─── Source

Présentation du colloque
Les 19 et 20 février 2015, Joanne Lalonde, Samuel Archibald et Alain Ayotte ont organisé un colloque intitulé «Imaginaires des pornographies contemporaines: de la sexualité dans l'art, la théorie et les médias», dans le cadre du programme de recherche interdisciplinaire RADICAL (Repères pour une articulation des dimensions artistiques, culturelles et littéraires de l'imaginaire contemporain).
Depuis l’invention historique de la pornographie au 19e siècle, cette catégorie à la fois muséale et normative de la représentation explicite des corps n’a eu de cesse de se transformer (Hunt 1993; Preciado 2012). De l’hypothèse répressive foucaldienne au phénomène de la pornification actuelle (McNair 2013), nous assistons à la métamorphose de cette catégorie au profit de la production effrénée de fantasmes à l’intérieur des techniques de soi, des techniques du visible et des techniques du sensible (Williams [1989] 1999, 2004). Des manières d’être et des manières de faire déconstruisent une utopie sexuelle où se performent des cultures érotiques d’un nouveau genre, celles du réseau et de la multitude. Avec la démocratisation du web depuis les années 1990, artistes et amateurs s’approprient l’imagerie pornographique, reformulent son passé et son avenir iconographique à travers, notamment, les pratiques du partage et du remontage de ses archives (Dean 2014). Cette histoire renouvelée de la sexualité s’effectue sous nos yeux à une telle vitesse que toute distinction entre ce qui relève des normes de l’art ou de la pornographie semble indécidable. Les disciplines relativement récentes des études culturelles (entre autres des feminist, gender, queer et porn studies) fournissent des outils conceptuels opératoires afin de déplacer notre regard au-delà d’un horizon d’attente esthétique (Maes 2013) et donnent droit de cité aux émotions et aux sensations dans le processus expérimental et heuristique de la connaissance (Paasonen 2011). Ainsi, à la fois instrument de contrôle des corps et de leur agentivité, la pornographie est plus que jamais un enjeu passionnel aux dimensions politique et anthropologique (Rubin 2011). Car si nous ne sommes pas, à bien y réfléchir, à l’ère du dépassement de la catégorie, nous sommes certainement au temps stratégique de sa survivance, de sa subversion et de sa critique où art érotique (ars erotica) et science de la sexualité (scientia sexualis) se poursuivent au sein d’une éthique du désir et du plaisir au pluriel, celle des pornographies contemporaines.

──────
─── Liste

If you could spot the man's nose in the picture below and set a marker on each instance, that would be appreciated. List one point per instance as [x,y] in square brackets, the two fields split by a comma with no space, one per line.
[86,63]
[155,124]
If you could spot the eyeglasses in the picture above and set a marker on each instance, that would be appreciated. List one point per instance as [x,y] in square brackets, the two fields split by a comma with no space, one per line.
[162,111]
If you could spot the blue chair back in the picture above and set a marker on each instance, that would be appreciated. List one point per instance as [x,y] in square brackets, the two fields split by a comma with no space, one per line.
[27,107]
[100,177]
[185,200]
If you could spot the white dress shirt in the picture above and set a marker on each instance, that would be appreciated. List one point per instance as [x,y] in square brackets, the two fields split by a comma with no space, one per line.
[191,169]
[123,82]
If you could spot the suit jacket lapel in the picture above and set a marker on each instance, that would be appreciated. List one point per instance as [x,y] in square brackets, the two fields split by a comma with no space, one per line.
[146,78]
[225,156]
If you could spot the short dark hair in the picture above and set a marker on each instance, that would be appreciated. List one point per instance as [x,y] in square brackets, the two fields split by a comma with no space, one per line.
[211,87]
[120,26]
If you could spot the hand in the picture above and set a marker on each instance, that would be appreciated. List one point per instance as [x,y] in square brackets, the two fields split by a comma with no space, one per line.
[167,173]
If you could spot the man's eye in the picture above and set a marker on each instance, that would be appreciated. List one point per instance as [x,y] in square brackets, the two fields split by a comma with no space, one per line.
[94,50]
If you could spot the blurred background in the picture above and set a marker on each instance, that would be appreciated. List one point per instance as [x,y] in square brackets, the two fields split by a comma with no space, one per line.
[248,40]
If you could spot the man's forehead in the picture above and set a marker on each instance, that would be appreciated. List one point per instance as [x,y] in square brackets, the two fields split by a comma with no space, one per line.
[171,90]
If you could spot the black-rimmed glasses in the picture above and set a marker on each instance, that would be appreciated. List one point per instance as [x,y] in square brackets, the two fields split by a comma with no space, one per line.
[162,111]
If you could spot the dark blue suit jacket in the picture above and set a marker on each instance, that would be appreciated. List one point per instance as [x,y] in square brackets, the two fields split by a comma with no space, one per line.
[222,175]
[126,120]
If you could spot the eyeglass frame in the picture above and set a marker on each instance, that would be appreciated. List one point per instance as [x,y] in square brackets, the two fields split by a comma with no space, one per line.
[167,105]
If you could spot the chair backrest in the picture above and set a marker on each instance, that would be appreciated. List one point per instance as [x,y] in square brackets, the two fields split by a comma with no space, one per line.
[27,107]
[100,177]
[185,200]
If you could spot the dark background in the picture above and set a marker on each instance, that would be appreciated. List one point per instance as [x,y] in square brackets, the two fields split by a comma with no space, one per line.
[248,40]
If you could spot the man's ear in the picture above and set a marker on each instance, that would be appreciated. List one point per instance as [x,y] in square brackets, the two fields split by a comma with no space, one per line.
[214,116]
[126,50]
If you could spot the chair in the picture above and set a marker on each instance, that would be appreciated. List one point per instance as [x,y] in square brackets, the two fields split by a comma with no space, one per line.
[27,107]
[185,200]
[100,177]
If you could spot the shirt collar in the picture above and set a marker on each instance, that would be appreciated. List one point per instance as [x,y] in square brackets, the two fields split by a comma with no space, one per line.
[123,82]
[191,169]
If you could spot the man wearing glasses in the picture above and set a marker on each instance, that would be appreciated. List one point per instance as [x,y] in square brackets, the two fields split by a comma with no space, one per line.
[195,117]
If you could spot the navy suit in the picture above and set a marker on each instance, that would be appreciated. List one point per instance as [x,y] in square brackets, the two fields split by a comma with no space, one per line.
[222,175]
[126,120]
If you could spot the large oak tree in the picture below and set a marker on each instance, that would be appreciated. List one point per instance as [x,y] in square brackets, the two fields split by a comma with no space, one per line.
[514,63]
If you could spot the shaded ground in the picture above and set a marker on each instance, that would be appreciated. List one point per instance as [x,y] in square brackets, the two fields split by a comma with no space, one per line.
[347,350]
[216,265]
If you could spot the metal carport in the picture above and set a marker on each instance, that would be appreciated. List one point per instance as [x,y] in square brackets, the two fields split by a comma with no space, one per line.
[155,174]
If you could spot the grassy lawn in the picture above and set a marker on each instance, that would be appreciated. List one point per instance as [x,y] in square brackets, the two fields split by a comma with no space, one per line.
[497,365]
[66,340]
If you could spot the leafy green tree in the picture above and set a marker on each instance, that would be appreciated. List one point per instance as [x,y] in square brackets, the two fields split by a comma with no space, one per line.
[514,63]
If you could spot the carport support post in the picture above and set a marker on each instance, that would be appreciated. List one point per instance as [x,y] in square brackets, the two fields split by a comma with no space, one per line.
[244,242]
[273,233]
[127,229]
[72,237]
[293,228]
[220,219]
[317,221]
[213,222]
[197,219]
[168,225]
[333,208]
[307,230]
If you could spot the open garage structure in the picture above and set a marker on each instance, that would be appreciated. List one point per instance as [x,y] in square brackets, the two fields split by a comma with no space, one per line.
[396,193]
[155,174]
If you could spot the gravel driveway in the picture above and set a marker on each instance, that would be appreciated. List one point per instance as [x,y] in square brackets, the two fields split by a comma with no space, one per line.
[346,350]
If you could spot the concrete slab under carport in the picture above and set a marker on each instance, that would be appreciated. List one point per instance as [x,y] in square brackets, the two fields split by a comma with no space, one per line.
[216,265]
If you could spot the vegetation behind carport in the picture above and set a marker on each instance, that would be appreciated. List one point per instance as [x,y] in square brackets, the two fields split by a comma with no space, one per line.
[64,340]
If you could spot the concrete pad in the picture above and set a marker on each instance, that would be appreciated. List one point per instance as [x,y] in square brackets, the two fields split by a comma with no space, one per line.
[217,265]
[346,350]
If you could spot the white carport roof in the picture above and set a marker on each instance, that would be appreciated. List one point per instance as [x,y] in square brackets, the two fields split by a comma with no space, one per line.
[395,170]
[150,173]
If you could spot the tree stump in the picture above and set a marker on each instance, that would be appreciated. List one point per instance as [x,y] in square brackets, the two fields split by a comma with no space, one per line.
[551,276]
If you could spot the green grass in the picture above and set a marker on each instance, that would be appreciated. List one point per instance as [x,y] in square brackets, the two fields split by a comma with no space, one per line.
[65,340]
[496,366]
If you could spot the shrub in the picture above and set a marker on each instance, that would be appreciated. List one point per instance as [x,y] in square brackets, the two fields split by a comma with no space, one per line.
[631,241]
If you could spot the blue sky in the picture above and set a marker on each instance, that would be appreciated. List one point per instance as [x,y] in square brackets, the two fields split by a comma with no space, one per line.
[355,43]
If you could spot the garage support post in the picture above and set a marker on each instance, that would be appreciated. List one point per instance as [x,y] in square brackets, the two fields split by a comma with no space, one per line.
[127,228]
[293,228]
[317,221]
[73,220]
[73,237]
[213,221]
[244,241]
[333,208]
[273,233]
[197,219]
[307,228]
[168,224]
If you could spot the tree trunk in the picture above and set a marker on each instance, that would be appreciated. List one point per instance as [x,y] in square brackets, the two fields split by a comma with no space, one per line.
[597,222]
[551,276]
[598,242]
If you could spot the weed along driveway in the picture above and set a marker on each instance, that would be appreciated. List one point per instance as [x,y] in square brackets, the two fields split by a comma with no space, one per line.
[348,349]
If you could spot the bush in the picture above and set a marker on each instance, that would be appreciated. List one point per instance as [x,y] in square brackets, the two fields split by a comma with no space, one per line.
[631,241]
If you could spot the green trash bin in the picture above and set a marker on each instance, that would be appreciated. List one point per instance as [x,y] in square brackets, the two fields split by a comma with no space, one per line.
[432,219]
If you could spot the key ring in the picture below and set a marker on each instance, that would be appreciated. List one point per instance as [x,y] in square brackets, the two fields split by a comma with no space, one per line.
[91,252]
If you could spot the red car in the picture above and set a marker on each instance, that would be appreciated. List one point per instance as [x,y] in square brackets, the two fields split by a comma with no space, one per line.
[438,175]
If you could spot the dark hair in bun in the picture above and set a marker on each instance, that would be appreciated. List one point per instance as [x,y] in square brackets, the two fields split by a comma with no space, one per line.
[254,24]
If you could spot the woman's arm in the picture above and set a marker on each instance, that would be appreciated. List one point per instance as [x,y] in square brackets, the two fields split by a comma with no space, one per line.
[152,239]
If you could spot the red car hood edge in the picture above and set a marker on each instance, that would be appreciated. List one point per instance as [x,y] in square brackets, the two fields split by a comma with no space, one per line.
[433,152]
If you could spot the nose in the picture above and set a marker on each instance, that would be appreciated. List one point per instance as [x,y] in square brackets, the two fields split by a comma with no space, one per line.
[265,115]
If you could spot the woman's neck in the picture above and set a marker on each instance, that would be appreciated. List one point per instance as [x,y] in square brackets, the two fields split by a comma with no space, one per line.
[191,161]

──────

Consignes: Recopiez le passage de la présentation du colloque qui va de « Présentation du colloque » jusqu'à « de l'imaginaire contemporain). » inclus. Les items ci-dessus proviennent d'une autre source que la présentation du colloque.

Bonne réponse:
Présentation du colloque
Les 19 et 20 février 2015, Joanne Lalonde, Samuel Archibald et Alain Ayotte ont organisé un colloque intitulé «Imaginaires des pornographies contemporaines: de la sexualité dans l'art, la théorie et les médias», dans le cadre du programme de recherche interdisciplinaire RADICAL (Repères pour une articulation des dimensions artistiques, culturelles et littéraires de l'imaginaire contemporain).